§ Task statement
Only an exact repetition of all the entries will be accepted.
Start of Records
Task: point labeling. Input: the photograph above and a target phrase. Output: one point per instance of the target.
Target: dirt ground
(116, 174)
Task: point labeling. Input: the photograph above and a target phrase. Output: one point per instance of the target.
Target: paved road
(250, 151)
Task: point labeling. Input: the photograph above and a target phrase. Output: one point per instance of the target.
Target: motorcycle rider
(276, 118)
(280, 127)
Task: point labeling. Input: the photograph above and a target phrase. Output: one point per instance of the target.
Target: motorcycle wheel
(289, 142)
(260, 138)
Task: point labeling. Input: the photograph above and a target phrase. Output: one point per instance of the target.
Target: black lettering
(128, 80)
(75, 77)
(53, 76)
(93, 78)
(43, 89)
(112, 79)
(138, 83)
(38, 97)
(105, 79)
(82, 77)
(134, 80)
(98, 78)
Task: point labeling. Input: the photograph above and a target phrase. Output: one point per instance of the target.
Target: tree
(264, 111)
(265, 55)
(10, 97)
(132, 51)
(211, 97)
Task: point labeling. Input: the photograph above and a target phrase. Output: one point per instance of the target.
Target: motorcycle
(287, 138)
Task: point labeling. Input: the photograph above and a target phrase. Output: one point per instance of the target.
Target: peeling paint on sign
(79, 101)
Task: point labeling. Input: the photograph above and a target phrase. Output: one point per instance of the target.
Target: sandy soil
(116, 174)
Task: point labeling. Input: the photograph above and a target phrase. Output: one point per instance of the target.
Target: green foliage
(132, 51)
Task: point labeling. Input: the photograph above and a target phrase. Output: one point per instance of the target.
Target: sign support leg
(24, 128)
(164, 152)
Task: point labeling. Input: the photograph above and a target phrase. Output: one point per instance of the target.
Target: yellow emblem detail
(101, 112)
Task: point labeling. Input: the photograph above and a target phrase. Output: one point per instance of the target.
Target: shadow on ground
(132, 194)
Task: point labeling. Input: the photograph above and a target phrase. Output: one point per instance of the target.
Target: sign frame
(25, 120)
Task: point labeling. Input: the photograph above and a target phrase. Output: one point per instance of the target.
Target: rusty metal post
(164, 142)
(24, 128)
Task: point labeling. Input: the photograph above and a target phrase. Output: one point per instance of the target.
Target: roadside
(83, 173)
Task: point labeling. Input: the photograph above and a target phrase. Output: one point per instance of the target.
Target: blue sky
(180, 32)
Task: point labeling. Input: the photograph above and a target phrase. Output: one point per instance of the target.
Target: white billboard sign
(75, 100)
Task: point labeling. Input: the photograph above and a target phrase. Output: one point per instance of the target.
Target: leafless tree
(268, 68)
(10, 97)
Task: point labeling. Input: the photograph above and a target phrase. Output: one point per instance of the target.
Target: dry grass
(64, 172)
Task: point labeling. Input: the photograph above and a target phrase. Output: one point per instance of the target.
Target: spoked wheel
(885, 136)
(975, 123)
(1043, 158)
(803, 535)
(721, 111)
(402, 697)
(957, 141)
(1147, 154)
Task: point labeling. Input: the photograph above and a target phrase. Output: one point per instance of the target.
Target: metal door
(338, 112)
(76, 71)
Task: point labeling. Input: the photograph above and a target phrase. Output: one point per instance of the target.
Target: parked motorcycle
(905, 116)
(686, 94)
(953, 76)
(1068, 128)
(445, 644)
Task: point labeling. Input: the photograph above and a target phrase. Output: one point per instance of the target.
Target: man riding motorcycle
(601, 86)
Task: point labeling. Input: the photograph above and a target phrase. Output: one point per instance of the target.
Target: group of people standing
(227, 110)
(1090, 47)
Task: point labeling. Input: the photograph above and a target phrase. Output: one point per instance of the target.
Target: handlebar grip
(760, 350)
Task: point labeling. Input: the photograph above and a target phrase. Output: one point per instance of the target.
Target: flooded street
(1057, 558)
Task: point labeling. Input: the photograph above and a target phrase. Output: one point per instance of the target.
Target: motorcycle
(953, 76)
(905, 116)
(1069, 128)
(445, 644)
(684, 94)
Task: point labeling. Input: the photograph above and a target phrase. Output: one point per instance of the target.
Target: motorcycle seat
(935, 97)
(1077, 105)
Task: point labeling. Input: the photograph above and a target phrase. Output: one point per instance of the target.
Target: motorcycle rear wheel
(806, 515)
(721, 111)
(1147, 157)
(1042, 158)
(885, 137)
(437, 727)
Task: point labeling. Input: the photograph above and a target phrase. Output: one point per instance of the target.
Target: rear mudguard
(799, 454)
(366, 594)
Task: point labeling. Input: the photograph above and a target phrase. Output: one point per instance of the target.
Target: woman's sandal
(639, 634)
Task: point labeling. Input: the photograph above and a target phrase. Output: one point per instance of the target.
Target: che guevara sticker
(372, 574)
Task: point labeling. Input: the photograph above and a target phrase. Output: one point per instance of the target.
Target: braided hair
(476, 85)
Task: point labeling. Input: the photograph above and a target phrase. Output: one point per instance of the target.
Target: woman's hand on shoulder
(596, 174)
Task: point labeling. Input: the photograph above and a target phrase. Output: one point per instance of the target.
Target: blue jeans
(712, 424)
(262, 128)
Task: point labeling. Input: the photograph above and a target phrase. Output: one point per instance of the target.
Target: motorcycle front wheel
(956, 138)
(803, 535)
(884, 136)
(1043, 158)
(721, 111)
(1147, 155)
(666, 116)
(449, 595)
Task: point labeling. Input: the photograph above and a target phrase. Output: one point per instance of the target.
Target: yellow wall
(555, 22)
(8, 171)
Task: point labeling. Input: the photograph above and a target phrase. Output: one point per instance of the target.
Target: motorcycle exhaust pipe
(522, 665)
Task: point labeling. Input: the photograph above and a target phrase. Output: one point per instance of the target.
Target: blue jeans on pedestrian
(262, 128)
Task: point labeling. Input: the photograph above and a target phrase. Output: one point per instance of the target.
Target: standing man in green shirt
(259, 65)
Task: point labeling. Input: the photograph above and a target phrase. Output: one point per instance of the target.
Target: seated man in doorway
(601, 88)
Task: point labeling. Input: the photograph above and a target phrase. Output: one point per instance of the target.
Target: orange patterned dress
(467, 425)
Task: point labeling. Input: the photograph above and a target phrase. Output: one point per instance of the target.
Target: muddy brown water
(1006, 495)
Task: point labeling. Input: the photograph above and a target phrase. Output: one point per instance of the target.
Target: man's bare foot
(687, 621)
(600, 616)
End of Records
§ Answer box
Task: point labeling. Input: the photograph above and a target phrase. Output: one point per instance of the target.
Target: dirt ground
(116, 174)
Task: point labeling. Input: the photograph above and a target phrase. Output: one point per instance of the target.
Target: paved road
(250, 151)
Task: point labeling. Input: the photograph above and a target phrase. Output: one point per instance of the target.
Target: motorcycle rider
(276, 118)
(280, 127)
Task: point labeling. Input: the photograph above and a target phrase. Output: one point per instance of the target.
Target: motorcycle wheel
(289, 142)
(260, 138)
Task: point labeling. Input: the photograph above and a target phrase. Output: one point per instance of the target.
Target: black lettering
(128, 80)
(75, 77)
(53, 76)
(93, 78)
(43, 89)
(112, 79)
(138, 83)
(38, 97)
(105, 79)
(82, 77)
(134, 80)
(98, 78)
Task: point labeling. Input: the photograph above and a target phrase. Output: one point per instance of the target.
Target: tree
(264, 111)
(265, 55)
(10, 97)
(132, 51)
(211, 97)
Task: point labeling. Input: the photograph above and a target phrase. Output: one point per instance of the target.
Target: motorcycle
(287, 138)
Task: point labeling. Input: the photograph above and a target phrase. Output: one point per instance of the target.
Target: peeling paint on sign
(79, 101)
Task: point labeling. Input: the photograph above and a target phrase. Output: one point per instance of the target.
Target: sandy soil
(116, 174)
Task: point labeling. Input: the photograph above and a target phrase. Output: one point per instance of the target.
Target: green foliage
(132, 51)
Task: point labeling. Input: the photograph above and a target phrase. Output: one point per instance of the target.
Target: sign support leg
(24, 128)
(164, 152)
Task: point labeling. Input: the photograph above and a target phrase. Output: one point per instance of the target.
Target: yellow emblem detail
(101, 112)
Task: point labeling. Input: the photograph above and a target phrase. Output: one point per instance of the target.
Target: shadow on ground
(132, 194)
Task: point labeling. Input: the photograph above and a target phrase. Output: one point per instance of the target.
Target: sign frame
(25, 120)
Task: point labeling. Input: the photograph above and a target phrase. Output: one point per instance of the target.
Target: rusty metal post
(164, 142)
(24, 128)
Task: point labeling. Input: the photograph above and a target phrase. Output: one point per instance of the target.
Target: roadside
(83, 173)
Task: point labeling. Input: the photograph above and a target phrase. Output: one point per instance of the target.
Target: blue sky
(180, 32)
Task: point labeling. Input: the photograph above and a target phrase. Output: one point per instance of the target.
Target: white billboard sign
(75, 100)
Task: point labeling. Input: the photograph above and a target phrase. Output: one point per instance of the target.
Target: leafless tree
(268, 68)
(10, 97)
Task: point labeling. Input: the photograph above and a target phrase. Output: one point per instance of the target.
Target: dry grass
(64, 172)
Task: point labeling. Input: the photograph above and a target phrase. Output: one point per instance of the target.
Target: spoked wheel
(885, 136)
(975, 123)
(1043, 158)
(803, 535)
(721, 111)
(402, 697)
(957, 141)
(1147, 154)
Task: point labeling. Input: the photograph above and a target phrase. Output: one point per instance of the target.
Target: metal door
(338, 112)
(76, 71)
Task: point labeling. Input: the photograph above and a target phrase. Output: one point per instance of the target.
Target: parked motorcycle
(905, 116)
(686, 94)
(953, 76)
(1068, 128)
(445, 644)
Task: point labeling. Input: the photograph above and a target phrase. Output: one point per instance of the target.
Target: man riding motorcycle
(601, 86)
Task: point labeling. Input: the photograph above and a target phrase. Output: one point per instance of the target.
Target: group of people standing
(227, 110)
(1090, 47)
Task: point labeling. Input: the photograph above and a target phrase. Output: one point per instance of the target.
Target: handlebar grip
(760, 350)
Task: point labeling. Input: the photograph above and a target phrase. Output: one point per instance of the target.
Target: flooded street
(1057, 558)
Task: point labeling. Input: the photograph above and a target phrase. Output: one point per instance of the target.
Target: motorcycle
(953, 76)
(905, 116)
(1069, 128)
(445, 644)
(684, 94)
Task: point labeling. Input: the photograph above and a target phrase. Output: one point per instance of the target.
Target: motorcycle seat
(935, 97)
(1077, 105)
Task: point labeling. Input: the photograph above and a target phrase. Output: one point per instance of the target.
Target: motorcycle rear wheel
(806, 515)
(721, 111)
(1147, 157)
(1042, 158)
(885, 137)
(437, 727)
Task: point labeling. Input: the photograph above and a target phrase. Output: one point per instance of the target.
Target: rear mudguard
(799, 454)
(366, 594)
Task: point labeling. Input: the photograph above and a target phrase. Output: one point per instance of the target.
Target: woman's sandal
(639, 634)
Task: point labeling. Input: the photograph above and a target phrase. Output: one point per instance of the target.
Target: che guevara sticker
(372, 574)
Task: point labeling. Input: the photograph above and a target phrase. Output: one point per instance of the target.
Target: braided hair
(476, 85)
Task: point labeling. Input: the photograph above and a target phrase. Output: one point per instance of the target.
Target: woman's hand on shoulder
(596, 174)
Task: point labeling. Input: the photograph above and a target phrase. Output: one point per instance of the target.
Target: blue jeans
(712, 424)
(262, 128)
Task: point labeling. Input: the photograph above and a target phrase. Output: one point per instance of the target.
Target: motorcycle front wheel
(956, 138)
(803, 535)
(884, 136)
(1043, 158)
(721, 111)
(1147, 155)
(666, 116)
(449, 595)
Task: point labeling. Input: the photograph above and a target phrase. Output: one point per instance of the target.
Target: yellow wall
(555, 22)
(8, 171)
Task: point labeling. Input: the photograph above and a target phrase. Output: one point per instance of the target.
Target: motorcycle exhaust pipe
(522, 665)
Task: point labeling. Input: the photograph above and a target phrase. Output: one point per instance of the target.
Target: blue jeans on pedestrian
(262, 128)
Task: point labeling. Input: the photograph above and a target phrase. Output: one point per instance of the target.
Target: standing man in green shirt
(259, 65)
Task: point labeling. Input: the photograph above and a target phrase. Output: one point per instance of the target.
Target: seated man in doorway
(601, 88)
Task: point labeling. Input: the photograph above and a target phrase. Output: one point per instance of the target.
Target: orange patterned dress
(467, 425)
Task: point labeling. Input: the photograph above and a target phrase. Output: one point per instance of the target.
Target: muddy brown water
(1006, 495)
Task: point labeling. Input: the photograph above and a target phrase. Output: one point per instance of the target.
Target: man's bare foot
(687, 621)
(600, 616)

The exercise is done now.